== Page excerpt ==

|Publication number||US5035341 A|
|Application number||US 07/606,869|
|Publication date||Jul 30, 1991|
|Filing date||Oct 31, 1990|
|Priority date||Oct 31, 1990|
|Publication number||07606869, 606869, US 5035341 A, US 5035341A, US-A-5035341, US5035341 A, US5035341A|
|Inventors||Robert J. Heilman, H. Darrell Iler|
|Original Assignee||Continental White Cap, Inc.|
|Export Citation||BiBTeX, EndNote, RefMan|
|Patent Citations (11), Referenced by (12), Classifications (7), Legal Events (8)|
|External Links: USPTO, USPTO Assignment, Espacenet|
This invention relates in general to new and useful improvements in closure caps for containers, and more particularly to a closure cap which is provided with a button that is deflected between a non-applied position and an applied position, and wherein the closure cap further includes a translucent panel overlying the button and there being tamper indicating means between the button and the translucent panel actuated in response to the deflection of the button first when the closure cap is applied to a container, and then when the closure cap is removed from the container.
There has been recently developed by one of us a closure cap having an end panel including a centrally located button and mechanical acutating means around the button for deflecting the button from a down position to an up position when the closure cap is applied to a container with there being internal stresses which automatically return the button to the down position when the closure cap is removed from the container. While the position of the button indicates whether the closure cap is properly applied to a container and also produces a loud noise when the closure cap is removed from the container, if the closure cap is properly applied to a container and also produces a loud noise when the closure cap is removed from a container, if the closure cap is replaced, the button will again assume its up position and the closure cap will in no way indicate that the container has been previously opened.
In view of the foregoing, it is highly desirable that the above-described closure cap be provided with irreversible means which, when the closure cap is applied and removed from a container, will indicate a change in conditions in the button which are not reversible. For example, the closure cap may be constructed so that the tamper indicating means will indicate that the container has not been opened previously. On the other hand, the tamper indicating means may be initially shielded and to indicate that the container has been opened after the closure cap has been applied and removed from the container. These conditions are not reversible.

===
== Stored data ==

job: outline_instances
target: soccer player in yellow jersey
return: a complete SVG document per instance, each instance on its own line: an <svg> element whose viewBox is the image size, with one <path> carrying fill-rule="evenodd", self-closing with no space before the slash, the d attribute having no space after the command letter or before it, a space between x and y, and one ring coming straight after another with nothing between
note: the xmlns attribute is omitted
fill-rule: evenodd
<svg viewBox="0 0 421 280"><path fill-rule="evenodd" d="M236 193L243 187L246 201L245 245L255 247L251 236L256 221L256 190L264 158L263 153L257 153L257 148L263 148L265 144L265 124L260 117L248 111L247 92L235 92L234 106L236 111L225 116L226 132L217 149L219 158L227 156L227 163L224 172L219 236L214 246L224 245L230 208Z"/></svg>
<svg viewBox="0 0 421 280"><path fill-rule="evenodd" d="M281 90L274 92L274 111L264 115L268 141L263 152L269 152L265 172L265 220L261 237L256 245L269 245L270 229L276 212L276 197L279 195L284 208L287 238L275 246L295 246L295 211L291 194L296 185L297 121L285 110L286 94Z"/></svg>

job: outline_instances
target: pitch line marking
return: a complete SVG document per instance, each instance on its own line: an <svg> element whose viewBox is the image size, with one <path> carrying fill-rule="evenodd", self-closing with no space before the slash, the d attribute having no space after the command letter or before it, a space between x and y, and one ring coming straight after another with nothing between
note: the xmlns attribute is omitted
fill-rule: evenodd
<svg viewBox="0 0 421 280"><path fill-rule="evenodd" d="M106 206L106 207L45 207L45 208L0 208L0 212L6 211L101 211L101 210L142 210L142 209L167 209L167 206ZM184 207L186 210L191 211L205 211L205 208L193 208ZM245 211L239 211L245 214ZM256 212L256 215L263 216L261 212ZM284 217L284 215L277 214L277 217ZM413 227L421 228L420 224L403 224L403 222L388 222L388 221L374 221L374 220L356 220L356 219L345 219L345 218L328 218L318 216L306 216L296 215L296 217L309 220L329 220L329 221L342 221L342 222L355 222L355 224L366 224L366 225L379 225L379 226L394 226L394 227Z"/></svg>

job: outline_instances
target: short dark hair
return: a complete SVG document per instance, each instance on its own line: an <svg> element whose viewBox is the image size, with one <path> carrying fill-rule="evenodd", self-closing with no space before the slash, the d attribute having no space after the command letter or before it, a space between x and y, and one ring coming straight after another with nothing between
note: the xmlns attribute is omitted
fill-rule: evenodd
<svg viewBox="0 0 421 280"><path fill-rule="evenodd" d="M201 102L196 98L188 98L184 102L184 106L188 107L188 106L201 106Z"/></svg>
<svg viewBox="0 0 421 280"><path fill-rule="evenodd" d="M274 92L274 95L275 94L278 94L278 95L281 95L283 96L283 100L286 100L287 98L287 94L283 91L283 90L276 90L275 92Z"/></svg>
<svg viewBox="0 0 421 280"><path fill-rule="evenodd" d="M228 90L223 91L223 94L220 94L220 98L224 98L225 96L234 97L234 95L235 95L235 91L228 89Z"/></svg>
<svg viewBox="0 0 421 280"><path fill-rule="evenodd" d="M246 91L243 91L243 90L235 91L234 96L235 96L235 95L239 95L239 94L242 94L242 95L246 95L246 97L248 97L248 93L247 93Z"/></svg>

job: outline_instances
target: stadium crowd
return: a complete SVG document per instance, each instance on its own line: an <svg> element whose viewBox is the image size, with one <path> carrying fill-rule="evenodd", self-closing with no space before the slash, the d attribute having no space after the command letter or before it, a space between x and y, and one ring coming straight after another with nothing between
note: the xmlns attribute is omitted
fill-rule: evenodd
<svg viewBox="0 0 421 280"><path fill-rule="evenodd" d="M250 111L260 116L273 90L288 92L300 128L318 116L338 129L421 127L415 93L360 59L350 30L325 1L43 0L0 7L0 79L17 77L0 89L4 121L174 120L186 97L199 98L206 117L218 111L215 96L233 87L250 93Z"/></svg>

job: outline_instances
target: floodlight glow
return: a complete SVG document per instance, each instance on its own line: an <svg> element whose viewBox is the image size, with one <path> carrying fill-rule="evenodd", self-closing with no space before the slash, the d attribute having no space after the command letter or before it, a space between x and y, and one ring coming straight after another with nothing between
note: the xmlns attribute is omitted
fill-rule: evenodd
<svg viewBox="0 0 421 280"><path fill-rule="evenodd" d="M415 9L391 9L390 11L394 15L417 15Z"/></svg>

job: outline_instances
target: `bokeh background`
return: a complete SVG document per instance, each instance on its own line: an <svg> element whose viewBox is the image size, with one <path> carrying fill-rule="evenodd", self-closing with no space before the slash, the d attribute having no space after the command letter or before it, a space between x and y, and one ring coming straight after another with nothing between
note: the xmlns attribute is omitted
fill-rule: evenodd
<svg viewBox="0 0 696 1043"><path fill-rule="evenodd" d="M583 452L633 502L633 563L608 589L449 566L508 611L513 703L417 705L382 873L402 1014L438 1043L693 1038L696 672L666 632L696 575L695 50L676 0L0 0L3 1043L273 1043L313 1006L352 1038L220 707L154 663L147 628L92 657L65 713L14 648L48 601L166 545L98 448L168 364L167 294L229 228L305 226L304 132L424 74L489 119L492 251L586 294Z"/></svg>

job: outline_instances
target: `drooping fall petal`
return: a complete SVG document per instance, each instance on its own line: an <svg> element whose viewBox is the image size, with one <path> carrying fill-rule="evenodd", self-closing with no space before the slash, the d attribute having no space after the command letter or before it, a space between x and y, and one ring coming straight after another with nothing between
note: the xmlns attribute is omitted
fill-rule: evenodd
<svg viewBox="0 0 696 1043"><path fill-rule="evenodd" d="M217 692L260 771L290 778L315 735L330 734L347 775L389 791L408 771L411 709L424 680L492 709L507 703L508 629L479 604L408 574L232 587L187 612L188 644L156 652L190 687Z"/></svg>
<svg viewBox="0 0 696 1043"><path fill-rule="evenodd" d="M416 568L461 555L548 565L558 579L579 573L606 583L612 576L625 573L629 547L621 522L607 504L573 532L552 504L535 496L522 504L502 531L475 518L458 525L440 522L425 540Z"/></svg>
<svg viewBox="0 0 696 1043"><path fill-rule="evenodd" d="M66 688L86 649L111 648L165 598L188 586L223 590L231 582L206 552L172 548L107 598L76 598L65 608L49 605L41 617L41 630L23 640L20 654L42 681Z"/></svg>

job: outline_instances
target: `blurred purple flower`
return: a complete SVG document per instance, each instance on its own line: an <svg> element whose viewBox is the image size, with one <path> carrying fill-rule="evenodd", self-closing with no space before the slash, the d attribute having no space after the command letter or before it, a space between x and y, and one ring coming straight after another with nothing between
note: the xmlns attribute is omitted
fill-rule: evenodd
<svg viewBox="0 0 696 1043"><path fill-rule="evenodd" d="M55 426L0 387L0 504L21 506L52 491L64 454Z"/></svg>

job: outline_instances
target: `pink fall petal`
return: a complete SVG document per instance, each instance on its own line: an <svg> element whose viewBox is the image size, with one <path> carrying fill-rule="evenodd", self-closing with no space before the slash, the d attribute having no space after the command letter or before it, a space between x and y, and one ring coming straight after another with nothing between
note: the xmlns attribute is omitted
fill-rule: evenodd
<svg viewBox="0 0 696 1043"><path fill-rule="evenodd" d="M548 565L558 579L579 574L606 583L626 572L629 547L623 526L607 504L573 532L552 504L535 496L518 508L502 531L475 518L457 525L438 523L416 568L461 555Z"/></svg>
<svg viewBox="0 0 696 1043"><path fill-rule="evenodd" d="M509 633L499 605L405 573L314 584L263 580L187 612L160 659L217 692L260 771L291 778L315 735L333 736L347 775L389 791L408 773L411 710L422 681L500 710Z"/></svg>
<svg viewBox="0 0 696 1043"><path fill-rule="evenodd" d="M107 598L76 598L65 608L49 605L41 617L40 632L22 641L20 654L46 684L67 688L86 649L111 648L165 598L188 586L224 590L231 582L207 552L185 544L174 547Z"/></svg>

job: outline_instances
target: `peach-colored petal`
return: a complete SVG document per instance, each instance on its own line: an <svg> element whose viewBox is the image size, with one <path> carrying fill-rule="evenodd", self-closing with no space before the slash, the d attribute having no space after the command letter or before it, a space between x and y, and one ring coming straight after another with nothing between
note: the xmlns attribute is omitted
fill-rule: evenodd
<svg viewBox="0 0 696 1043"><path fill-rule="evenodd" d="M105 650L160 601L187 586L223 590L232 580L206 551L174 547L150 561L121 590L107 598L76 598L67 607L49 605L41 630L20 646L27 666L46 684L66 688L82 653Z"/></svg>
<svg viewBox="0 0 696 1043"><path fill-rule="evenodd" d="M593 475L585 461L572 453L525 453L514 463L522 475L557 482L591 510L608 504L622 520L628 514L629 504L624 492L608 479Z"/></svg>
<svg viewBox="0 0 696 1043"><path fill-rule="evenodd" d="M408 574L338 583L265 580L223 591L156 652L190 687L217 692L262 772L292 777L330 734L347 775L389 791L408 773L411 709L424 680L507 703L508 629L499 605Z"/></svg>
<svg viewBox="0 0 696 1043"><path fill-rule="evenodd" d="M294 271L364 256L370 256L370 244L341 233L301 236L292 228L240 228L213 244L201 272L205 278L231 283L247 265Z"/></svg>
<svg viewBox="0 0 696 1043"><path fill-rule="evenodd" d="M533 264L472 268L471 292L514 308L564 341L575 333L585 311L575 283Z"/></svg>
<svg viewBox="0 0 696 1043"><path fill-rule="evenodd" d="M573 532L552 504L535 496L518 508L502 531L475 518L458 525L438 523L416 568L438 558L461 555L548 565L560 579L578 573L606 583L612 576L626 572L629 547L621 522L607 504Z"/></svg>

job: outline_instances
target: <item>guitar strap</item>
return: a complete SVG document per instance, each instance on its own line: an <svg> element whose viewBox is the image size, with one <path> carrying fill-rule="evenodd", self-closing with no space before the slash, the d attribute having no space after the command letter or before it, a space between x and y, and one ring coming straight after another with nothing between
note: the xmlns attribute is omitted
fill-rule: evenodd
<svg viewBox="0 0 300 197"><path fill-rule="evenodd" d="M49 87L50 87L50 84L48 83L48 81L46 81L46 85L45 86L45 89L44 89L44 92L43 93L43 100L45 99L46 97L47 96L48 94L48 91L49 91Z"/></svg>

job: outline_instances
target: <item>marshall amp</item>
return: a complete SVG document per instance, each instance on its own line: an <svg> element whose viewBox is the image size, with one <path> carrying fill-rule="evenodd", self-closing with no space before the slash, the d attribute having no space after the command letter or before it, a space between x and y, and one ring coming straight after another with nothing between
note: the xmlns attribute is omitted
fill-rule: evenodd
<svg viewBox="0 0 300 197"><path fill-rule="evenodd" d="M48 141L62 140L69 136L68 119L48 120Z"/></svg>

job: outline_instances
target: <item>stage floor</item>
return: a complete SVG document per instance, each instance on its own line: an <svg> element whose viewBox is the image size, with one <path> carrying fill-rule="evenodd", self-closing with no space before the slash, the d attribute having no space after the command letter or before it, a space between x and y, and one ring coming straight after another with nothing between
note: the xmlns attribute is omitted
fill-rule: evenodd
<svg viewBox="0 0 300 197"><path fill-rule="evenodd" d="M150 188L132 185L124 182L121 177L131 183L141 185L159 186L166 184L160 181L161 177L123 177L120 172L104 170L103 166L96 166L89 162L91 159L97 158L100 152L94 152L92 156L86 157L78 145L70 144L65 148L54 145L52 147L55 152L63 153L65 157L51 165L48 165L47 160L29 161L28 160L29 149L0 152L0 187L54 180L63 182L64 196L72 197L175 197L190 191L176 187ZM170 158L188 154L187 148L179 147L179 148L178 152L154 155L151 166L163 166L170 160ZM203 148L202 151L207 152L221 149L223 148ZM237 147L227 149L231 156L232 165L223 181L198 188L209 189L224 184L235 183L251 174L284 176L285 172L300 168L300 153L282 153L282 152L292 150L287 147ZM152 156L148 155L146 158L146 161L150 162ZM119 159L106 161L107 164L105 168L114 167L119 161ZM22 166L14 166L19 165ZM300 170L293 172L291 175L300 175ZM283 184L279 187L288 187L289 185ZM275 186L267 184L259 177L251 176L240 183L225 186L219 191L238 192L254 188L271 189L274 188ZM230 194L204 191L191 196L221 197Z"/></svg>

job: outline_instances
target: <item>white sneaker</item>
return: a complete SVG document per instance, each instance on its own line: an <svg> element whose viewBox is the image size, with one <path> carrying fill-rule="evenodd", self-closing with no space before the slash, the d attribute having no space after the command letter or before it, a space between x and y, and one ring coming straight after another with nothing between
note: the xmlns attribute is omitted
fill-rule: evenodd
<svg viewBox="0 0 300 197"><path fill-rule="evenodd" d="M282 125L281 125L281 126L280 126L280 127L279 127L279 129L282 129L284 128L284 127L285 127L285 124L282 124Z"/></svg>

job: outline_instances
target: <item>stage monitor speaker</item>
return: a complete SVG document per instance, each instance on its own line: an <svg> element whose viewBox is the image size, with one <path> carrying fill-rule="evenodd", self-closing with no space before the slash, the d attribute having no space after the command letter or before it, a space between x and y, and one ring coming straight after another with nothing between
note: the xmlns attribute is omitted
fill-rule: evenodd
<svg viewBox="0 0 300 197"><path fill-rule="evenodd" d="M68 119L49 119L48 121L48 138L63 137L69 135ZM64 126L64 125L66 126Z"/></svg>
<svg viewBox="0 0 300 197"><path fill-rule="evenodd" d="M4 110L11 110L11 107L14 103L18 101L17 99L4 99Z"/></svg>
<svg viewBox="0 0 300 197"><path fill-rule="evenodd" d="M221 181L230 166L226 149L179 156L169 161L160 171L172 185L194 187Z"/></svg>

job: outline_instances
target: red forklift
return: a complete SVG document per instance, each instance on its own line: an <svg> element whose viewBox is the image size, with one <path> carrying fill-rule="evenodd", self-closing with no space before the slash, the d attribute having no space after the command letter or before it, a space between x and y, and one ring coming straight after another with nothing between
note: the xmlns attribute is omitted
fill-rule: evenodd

===

(Task objective)
Translate this sentence from the closure cap patent page into Spanish: "For example, the closure cap may be constructed so that the tamper indicating means will indicate that the container has not been opened previously." You won't need the material for this.

(Output of the exercise)
Por ejemplo, la tapa de cierre puede estar construida de modo que el medio indicador de manipulación indique que el recipiente no ha sido abierto previamente.